■ Prompt:
The whole listing below needs to be retyped without a single change.

■ Data extracts:
►

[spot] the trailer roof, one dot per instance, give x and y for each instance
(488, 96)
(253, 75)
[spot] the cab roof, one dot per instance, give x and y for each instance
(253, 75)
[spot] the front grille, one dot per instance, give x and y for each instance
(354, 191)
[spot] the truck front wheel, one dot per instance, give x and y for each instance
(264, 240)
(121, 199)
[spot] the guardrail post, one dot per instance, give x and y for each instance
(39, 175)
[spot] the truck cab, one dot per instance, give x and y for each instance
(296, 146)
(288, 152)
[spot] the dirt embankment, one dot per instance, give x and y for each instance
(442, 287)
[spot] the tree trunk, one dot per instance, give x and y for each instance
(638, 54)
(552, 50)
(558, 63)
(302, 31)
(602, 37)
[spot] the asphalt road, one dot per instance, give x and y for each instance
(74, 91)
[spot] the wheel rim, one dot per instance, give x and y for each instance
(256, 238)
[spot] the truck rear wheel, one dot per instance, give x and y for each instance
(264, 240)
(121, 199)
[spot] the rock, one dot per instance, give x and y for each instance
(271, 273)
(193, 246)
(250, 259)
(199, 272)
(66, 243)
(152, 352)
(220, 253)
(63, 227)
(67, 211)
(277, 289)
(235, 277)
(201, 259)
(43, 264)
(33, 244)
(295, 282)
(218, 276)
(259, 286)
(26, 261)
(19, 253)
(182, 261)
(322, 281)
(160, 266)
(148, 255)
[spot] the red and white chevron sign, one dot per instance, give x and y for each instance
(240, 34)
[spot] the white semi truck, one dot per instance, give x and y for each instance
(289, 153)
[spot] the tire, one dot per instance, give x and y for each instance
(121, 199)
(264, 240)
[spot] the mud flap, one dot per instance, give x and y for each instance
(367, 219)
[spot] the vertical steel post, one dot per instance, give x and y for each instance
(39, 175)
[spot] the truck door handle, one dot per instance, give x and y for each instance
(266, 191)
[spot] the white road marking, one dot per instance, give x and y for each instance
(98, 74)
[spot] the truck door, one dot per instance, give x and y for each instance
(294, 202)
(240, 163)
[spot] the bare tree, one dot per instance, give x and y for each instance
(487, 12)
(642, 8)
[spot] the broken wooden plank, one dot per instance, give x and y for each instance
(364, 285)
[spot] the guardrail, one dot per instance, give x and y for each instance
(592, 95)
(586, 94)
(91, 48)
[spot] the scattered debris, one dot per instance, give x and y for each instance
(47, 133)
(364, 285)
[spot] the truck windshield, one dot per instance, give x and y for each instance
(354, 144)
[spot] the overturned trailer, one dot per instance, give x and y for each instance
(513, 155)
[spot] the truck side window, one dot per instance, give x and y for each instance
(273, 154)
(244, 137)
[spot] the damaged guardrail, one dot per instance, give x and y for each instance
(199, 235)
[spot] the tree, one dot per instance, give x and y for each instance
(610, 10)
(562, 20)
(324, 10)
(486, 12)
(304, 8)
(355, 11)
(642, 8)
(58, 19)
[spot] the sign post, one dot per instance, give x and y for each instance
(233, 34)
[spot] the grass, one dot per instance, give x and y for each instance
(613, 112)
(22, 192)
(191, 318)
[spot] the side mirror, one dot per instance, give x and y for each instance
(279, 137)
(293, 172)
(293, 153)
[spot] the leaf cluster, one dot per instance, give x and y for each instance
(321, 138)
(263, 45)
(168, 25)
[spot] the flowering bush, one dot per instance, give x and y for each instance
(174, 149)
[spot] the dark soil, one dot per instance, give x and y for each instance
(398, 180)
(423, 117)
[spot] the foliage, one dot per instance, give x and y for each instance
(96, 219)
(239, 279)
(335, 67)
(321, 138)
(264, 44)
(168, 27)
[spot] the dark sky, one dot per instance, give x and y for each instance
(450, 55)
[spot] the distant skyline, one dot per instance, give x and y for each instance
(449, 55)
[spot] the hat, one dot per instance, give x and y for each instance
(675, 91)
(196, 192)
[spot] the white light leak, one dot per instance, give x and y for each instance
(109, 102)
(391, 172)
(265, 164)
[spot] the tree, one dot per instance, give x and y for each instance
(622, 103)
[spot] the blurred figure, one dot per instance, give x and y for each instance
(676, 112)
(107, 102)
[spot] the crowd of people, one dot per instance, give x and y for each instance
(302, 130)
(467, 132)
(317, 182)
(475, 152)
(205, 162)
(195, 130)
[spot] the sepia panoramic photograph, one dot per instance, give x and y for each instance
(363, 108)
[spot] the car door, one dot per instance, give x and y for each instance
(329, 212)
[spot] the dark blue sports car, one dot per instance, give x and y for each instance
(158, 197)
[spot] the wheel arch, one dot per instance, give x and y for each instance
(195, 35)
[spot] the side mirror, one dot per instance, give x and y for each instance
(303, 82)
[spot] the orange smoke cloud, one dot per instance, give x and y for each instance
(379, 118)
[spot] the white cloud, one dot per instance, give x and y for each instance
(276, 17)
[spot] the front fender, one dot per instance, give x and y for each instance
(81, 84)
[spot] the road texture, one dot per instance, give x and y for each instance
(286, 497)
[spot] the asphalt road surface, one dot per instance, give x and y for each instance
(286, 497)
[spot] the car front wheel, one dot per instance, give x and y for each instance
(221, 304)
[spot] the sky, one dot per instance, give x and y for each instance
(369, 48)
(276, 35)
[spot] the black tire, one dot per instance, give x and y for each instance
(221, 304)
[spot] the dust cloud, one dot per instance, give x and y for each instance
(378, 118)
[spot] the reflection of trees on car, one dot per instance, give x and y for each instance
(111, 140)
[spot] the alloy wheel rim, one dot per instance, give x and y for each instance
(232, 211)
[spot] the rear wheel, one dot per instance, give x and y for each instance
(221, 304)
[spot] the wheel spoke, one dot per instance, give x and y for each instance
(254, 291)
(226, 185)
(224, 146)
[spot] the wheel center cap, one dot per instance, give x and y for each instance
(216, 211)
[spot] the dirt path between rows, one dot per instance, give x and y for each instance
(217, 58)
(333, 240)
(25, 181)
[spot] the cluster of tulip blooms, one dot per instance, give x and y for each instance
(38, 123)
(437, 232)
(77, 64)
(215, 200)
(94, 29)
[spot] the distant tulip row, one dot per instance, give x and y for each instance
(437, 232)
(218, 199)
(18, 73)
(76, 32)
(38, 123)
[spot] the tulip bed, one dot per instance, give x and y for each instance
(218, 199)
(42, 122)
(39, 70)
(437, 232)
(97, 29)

◄

■ Answer for the task:
[spot] the trailer roof, one dot per instance, give x and y for each instance
(488, 96)
(253, 75)
[spot] the cab roof, one dot per instance, give x and y for each instance
(253, 75)
[spot] the front grille, one dot per instance, give x and y for each instance
(354, 191)
[spot] the truck front wheel, one dot per instance, give x and y for each instance
(264, 240)
(121, 199)
[spot] the guardrail post, one dot per instance, give x and y for each instance
(39, 175)
[spot] the truck cab, one dot per instance, give x and y for each instance
(296, 146)
(288, 152)
[spot] the dirt embankment, one dot per instance, give x and y for each instance
(442, 287)
[spot] the tree trunk, one dot per instance, give x and y for each instance
(638, 54)
(552, 50)
(558, 63)
(302, 31)
(602, 37)
[spot] the asphalt road, one dot per instance, give x and y for each instance
(74, 91)
[spot] the wheel rim, one dot per instance, give x and y for each instance
(256, 238)
[spot] the truck rear wheel, one dot per instance, give x and y for each instance
(264, 240)
(121, 199)
[spot] the rock, one dot per instance, give x and y for each instance
(271, 273)
(193, 246)
(250, 259)
(199, 272)
(66, 243)
(152, 352)
(220, 253)
(63, 227)
(67, 211)
(277, 289)
(235, 277)
(201, 259)
(43, 264)
(33, 244)
(295, 282)
(218, 276)
(259, 286)
(26, 261)
(19, 253)
(182, 261)
(322, 281)
(160, 266)
(148, 255)
[spot] the red and white chevron sign, one dot per instance, give x and y for each instance
(240, 34)
[spot] the white semi truck, one dot per instance, give x and y for each instance
(289, 153)
[spot] the tire, one dot per instance, give x and y for each instance
(121, 199)
(264, 240)
[spot] the mud flap, one dot per instance, give x and y for each instance
(367, 219)
[spot] the vertical steel post, one dot per instance, give x and y for each instance
(39, 175)
[spot] the truck door handle, one dot per instance, give x and y for each instance
(266, 191)
[spot] the white road marking, one dot per instance, give x and y for each instance
(98, 74)
[spot] the truck door, one dot per instance, give x and y for each instance
(294, 202)
(240, 163)
[spot] the bare tree, one dot per instance, give x and y for each instance
(487, 12)
(642, 8)
[spot] the broken wooden plank, one dot per instance, give x and y for each instance
(364, 285)
[spot] the guardrail, one dot per instance, give x and y for each instance
(592, 95)
(586, 94)
(91, 48)
[spot] the scattered debris, one dot per instance, give x and y for each instance
(47, 133)
(364, 285)
[spot] the truck windshield, one dot per instance, give x and y for each instance
(354, 144)
[spot] the overturned trailer, one dot per instance, give x and y for each instance
(513, 155)
[spot] the truck side window, one dot per instance, give x and y for each instance
(273, 154)
(244, 137)
[spot] the damaged guardrail, one dot per instance, give x and y for each instance
(199, 235)
[spot] the tree, one dot per instance, give x and y for each instance
(610, 10)
(562, 20)
(324, 10)
(486, 12)
(304, 8)
(355, 11)
(642, 8)
(58, 19)
[spot] the sign post, one dot per instance, give x and y for each instance
(233, 34)
[spot] the grass, one dot per instance, give x and y for each instance
(613, 112)
(22, 192)
(191, 318)
[spot] the side mirror, one dot per instance, give x and y for each instance
(279, 137)
(293, 172)
(293, 153)
[spot] the leaf cluster, one dot per instance, give x and y for each instance
(321, 138)
(263, 45)
(168, 25)
[spot] the flowering bush, one dot per instance, give x and y for each instance
(174, 149)
[spot] the dark soil, one dot per instance, give x and y for each instance
(398, 180)
(423, 117)
[spot] the foliage, one dot per instance, give x and y for each instance
(96, 219)
(239, 279)
(335, 67)
(321, 138)
(264, 44)
(168, 27)
[spot] the dark sky, one dot per instance, give x and y for each instance
(450, 55)
[spot] the distant skyline, one dot per instance, give x and y for each instance
(449, 55)
[spot] the hat, one dot per instance, give x and y for each instance
(675, 91)
(196, 192)
[spot] the white light leak, one dot per instance, give x and y for each instance
(109, 102)
(391, 172)
(265, 164)
[spot] the tree, one dot per instance, give x and y for each instance
(622, 103)
[spot] the blurred figure, one dot per instance, give x and y for each instance
(676, 112)
(107, 102)
[spot] the crowd of people, one dot per instance, give x and y for each instance
(302, 130)
(467, 132)
(317, 182)
(475, 152)
(205, 162)
(195, 130)
[spot] the sepia panoramic photograph, one dot per instance, give x and y for each instance
(363, 108)
[spot] the car door, one dot per instance, give x and y for each instance
(329, 212)
[spot] the dark blue sports car, one dot per instance, give x and y for each instance
(158, 197)
[spot] the wheel arch, one dot per instance, give x and y for each instance
(195, 35)
[spot] the side mirror, one dot per instance, give x and y for each instance
(303, 82)
[spot] the orange smoke cloud, one dot per instance, give x and y for each instance
(379, 118)
[spot] the white cloud, one dot per instance, give x and y for each instance
(276, 17)
[spot] the front fender, one dot per instance, give x and y for each instance
(81, 84)
[spot] the road texture, one dot per instance, give x and y for each instance
(286, 497)
[spot] the asphalt road surface, one dot per instance, give x and y for each instance
(286, 497)
[spot] the car front wheel, one dot per instance, give x and y for each instance
(221, 304)
[spot] the sky, one dot per instance, give x and y for each instance
(369, 48)
(276, 35)
[spot] the black tire, one dot per instance, give x and y for each instance
(221, 304)
[spot] the dust cloud, one dot per instance, give x and y for each instance
(378, 118)
[spot] the reflection of trees on car, one dot per instance, give x and y for each instance
(111, 140)
[spot] the alloy wheel rim, one dot per instance, give x and y for each instance
(232, 211)
[spot] the rear wheel, one dot per instance, give x and y for each instance
(221, 304)
[spot] the wheel spoke, one dot per instance, give x and y for each instance
(254, 291)
(226, 185)
(224, 146)
[spot] the wheel center cap, one dot per instance, give x and y for each instance
(216, 211)
[spot] the dirt path between rows, one dot per instance, give x and y for each instance
(217, 58)
(333, 240)
(25, 181)
[spot] the cluster of tulip blooms, one dot per instance, give x and y for each instance
(38, 123)
(437, 232)
(77, 64)
(215, 200)
(94, 29)
[spot] the distant tulip row, one dot per instance, give x and y for each instance
(437, 232)
(218, 199)
(18, 73)
(76, 32)
(38, 123)
[spot] the tulip bed, one dot per instance, give x and y for each instance
(218, 199)
(42, 122)
(39, 70)
(437, 232)
(97, 29)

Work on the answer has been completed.